- _EXERCISE OBJECTIVE_: Rewrite the data below as a numbered list with blank lines removed, starting at the line that contains "Report x and y for each instance of the green foliage" and ending after the line that contains "x=252, y=180". Include only those lines.

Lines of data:
┄┄┄┄┄┄┄┄┄┄

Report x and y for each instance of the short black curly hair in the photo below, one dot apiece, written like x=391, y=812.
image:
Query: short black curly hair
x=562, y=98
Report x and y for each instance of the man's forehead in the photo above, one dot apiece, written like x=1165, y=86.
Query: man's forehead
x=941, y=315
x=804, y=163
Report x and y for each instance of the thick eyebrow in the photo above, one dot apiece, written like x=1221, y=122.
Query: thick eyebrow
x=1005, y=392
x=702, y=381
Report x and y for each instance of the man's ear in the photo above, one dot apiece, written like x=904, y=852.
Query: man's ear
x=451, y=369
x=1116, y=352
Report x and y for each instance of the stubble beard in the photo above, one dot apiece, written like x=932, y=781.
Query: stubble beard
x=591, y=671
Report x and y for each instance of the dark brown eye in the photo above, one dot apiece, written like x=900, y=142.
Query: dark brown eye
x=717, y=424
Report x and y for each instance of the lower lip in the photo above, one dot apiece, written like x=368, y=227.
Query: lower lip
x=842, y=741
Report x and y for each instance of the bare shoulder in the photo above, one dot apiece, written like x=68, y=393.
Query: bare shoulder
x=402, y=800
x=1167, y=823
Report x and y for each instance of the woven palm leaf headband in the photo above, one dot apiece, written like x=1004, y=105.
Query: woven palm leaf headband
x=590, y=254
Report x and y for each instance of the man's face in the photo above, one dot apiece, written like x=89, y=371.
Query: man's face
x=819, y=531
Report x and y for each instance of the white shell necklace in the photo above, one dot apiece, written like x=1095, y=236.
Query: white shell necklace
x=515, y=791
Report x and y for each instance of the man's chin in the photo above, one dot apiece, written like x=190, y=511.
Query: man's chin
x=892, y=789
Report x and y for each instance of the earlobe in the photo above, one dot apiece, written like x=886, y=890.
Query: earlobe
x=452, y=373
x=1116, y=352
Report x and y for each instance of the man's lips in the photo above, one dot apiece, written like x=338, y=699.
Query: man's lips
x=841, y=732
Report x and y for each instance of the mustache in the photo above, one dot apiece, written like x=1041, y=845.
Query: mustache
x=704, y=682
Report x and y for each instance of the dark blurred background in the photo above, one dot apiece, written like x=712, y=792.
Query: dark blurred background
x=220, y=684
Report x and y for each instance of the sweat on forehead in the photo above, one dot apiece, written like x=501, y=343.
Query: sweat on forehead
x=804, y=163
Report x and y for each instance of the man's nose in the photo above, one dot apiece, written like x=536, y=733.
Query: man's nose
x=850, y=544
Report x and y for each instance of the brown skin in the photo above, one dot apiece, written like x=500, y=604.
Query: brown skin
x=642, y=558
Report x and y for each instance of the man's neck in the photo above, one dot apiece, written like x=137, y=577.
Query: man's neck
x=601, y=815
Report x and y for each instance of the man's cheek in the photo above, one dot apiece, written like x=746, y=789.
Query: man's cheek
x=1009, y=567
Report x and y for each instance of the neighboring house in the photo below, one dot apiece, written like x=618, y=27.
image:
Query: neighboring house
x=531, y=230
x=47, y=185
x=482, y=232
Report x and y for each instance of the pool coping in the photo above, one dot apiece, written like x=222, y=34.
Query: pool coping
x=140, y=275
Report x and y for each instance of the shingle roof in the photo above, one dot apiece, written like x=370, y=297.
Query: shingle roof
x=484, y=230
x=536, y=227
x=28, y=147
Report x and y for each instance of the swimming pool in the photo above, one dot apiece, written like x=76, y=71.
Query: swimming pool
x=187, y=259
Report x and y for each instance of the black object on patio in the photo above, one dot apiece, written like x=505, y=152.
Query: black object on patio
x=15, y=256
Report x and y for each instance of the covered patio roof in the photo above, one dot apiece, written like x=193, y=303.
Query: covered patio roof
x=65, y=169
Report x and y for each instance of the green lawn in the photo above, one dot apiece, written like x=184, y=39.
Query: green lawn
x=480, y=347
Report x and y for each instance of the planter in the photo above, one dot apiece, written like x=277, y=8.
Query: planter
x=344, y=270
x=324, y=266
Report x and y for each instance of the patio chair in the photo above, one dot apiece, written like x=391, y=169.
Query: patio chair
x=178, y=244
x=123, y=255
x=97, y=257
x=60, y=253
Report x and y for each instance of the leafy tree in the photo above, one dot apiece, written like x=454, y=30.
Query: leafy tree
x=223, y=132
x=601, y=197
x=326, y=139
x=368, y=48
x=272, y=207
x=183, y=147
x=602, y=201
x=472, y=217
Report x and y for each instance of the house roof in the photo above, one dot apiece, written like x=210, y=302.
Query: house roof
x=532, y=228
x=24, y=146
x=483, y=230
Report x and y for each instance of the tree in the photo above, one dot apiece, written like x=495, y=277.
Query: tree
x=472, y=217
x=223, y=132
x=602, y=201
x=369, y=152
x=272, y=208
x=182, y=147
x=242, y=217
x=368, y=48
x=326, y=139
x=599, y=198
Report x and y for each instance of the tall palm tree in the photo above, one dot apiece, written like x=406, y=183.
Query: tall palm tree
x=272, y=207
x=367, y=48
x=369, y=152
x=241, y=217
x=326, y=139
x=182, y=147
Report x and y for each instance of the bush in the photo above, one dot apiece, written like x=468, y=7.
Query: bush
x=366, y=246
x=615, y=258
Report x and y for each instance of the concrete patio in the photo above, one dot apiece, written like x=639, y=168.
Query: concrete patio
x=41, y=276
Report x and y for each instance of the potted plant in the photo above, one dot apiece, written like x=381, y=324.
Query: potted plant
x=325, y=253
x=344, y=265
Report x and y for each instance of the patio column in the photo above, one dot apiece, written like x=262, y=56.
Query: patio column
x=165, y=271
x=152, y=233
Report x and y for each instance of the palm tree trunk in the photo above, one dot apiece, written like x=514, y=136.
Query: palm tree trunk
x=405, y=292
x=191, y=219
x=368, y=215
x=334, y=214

┄┄┄┄┄┄┄┄┄┄

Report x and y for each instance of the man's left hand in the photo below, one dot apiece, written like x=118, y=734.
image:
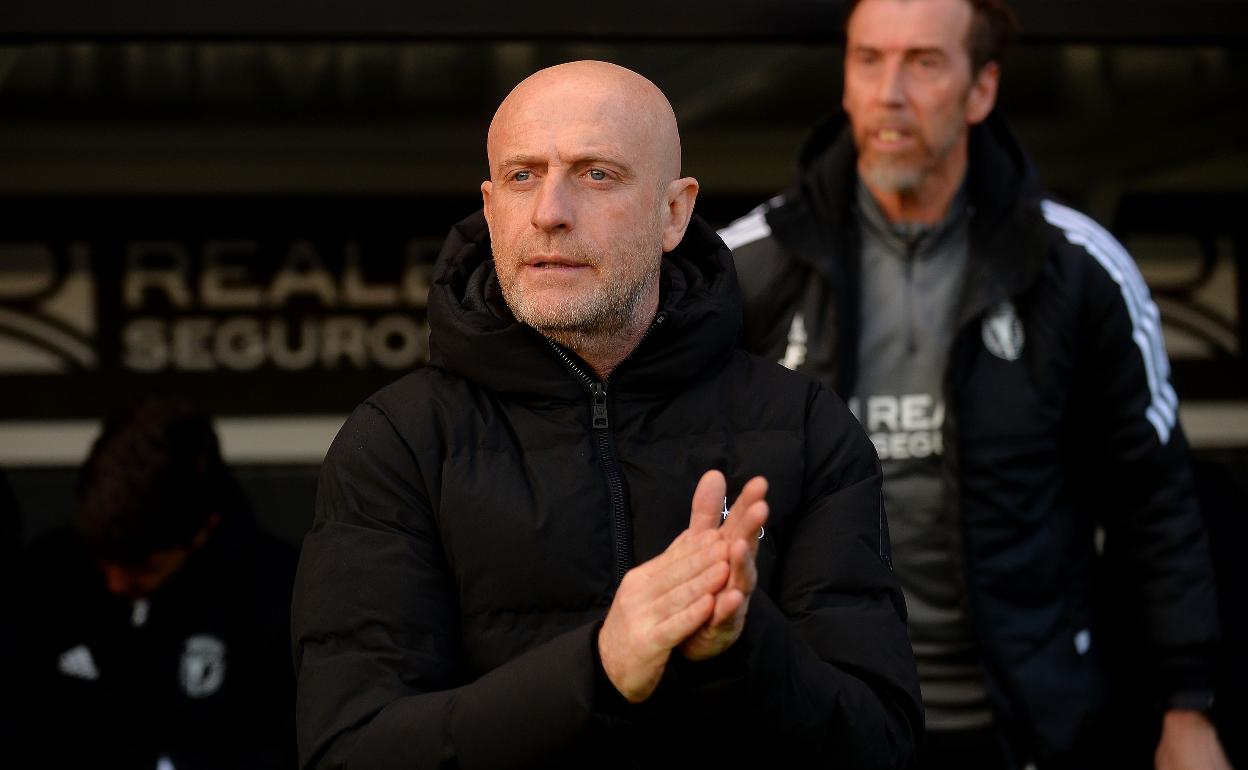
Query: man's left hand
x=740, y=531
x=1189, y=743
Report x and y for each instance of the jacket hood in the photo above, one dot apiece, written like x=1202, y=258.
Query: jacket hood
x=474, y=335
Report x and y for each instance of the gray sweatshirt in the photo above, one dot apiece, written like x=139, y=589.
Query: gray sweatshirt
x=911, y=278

┄┄┄┄┄┄┄┄┄┄

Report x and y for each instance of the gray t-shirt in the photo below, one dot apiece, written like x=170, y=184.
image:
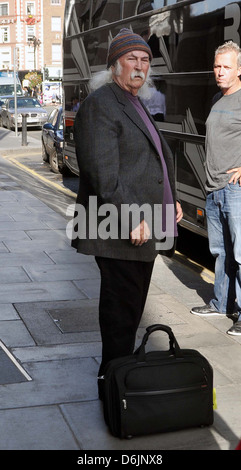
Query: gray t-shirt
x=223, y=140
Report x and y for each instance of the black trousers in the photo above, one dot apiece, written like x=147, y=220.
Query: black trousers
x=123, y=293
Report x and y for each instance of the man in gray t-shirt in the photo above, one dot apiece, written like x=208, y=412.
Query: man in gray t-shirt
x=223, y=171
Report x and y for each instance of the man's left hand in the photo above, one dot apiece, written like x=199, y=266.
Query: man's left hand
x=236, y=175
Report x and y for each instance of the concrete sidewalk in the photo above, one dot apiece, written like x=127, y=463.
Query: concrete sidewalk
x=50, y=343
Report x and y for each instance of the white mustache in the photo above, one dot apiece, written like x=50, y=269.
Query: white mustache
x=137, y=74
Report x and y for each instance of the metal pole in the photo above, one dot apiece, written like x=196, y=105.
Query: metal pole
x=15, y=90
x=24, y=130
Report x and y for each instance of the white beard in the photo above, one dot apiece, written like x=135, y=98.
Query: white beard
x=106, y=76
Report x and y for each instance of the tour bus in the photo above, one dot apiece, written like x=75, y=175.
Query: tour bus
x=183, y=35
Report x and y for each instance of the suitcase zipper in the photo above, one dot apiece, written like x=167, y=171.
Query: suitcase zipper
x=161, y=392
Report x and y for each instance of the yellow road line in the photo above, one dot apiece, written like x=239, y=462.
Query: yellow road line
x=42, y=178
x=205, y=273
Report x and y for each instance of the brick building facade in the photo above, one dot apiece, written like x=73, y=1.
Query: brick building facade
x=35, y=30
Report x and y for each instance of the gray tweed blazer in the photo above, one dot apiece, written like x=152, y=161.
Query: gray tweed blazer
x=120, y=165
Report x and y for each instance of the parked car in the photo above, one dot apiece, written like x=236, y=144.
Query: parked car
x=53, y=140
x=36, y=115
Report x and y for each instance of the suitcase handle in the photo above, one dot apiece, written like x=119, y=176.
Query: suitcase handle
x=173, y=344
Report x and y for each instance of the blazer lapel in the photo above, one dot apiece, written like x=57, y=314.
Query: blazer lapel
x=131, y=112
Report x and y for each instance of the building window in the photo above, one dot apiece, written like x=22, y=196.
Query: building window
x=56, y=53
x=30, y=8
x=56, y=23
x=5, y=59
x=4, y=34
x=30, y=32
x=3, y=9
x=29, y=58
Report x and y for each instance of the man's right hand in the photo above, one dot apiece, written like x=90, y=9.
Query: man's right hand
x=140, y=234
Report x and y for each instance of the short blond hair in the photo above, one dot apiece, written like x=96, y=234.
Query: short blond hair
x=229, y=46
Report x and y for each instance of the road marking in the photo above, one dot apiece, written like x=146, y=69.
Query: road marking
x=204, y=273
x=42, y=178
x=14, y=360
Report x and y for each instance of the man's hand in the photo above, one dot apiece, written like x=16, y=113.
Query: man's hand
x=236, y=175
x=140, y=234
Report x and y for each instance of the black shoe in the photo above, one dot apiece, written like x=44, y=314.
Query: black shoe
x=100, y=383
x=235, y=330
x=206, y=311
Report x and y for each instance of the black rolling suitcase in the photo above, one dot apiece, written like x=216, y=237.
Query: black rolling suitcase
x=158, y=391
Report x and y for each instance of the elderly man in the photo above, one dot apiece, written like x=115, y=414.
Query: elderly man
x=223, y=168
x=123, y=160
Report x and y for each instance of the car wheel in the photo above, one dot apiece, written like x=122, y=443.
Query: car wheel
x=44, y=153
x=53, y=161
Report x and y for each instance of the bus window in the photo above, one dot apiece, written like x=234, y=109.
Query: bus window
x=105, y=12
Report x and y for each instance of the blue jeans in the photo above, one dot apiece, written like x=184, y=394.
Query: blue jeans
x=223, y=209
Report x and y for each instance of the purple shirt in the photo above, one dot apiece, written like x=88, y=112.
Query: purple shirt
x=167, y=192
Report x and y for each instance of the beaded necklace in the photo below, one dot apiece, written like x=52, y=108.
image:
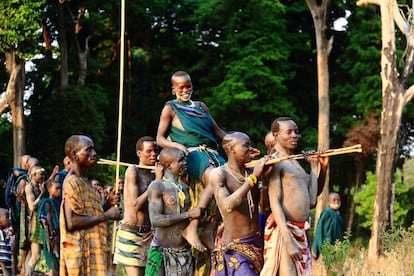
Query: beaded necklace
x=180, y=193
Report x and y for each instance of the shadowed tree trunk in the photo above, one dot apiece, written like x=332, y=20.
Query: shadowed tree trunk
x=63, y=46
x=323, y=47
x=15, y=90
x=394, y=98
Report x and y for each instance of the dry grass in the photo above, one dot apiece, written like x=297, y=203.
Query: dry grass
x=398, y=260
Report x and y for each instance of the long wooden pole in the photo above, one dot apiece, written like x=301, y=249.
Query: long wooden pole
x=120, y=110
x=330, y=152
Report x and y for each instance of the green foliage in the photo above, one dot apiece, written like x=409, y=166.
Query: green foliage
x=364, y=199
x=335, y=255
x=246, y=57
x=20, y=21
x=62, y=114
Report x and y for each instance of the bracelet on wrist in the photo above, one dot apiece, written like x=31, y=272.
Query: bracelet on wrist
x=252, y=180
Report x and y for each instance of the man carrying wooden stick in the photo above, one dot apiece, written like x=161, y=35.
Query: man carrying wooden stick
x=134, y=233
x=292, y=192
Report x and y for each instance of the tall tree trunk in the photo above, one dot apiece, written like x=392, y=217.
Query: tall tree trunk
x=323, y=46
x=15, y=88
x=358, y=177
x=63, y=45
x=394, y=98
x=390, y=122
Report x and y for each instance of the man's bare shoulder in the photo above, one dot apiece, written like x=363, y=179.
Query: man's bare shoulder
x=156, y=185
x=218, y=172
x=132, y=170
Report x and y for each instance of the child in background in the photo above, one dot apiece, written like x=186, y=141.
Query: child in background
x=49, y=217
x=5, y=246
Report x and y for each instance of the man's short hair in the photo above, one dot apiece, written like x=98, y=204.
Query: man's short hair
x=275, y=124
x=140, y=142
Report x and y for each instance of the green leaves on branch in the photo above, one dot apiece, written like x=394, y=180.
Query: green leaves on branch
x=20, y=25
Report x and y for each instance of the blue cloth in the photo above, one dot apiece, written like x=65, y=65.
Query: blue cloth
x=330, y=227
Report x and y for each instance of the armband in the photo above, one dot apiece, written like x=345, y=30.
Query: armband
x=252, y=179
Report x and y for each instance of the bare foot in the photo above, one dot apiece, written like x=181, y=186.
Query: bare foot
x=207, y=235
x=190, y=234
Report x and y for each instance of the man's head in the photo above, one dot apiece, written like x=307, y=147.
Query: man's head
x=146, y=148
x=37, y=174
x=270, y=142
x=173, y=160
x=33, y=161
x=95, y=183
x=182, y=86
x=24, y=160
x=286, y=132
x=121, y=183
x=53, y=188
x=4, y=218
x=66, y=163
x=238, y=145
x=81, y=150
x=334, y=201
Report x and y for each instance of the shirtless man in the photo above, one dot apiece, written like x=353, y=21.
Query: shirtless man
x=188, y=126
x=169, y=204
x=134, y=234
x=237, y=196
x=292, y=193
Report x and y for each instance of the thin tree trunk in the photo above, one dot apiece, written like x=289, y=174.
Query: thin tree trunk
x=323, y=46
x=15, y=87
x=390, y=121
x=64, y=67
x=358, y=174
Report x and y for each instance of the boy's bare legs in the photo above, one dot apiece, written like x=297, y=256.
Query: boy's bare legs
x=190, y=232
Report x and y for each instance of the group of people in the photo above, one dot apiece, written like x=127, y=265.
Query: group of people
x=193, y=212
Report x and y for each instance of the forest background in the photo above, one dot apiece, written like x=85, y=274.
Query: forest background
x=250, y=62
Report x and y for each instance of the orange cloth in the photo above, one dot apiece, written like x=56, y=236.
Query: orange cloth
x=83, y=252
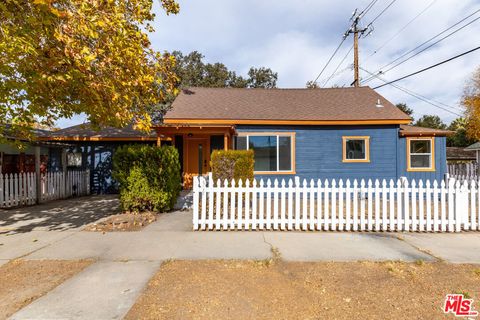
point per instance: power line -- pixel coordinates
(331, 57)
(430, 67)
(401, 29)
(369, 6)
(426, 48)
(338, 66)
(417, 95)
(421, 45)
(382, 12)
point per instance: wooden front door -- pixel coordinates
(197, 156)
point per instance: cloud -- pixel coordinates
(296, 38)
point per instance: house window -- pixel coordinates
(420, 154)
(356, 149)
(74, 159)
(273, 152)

┄┄┄┄┄┄┄┄┄┄

- _ANSWER_:
1. Report x and y for each instance of the green foliage in the photo above, one dot apiece, written like x=409, y=166.
2. Query: green foliage
3. x=364, y=199
4. x=335, y=255
5. x=246, y=57
6. x=20, y=21
7. x=62, y=114
8. Report x and y for each instance of the bracelet on wrist in the photo above, one dot apiece, written like x=31, y=272.
9. Query: bracelet on wrist
10. x=252, y=180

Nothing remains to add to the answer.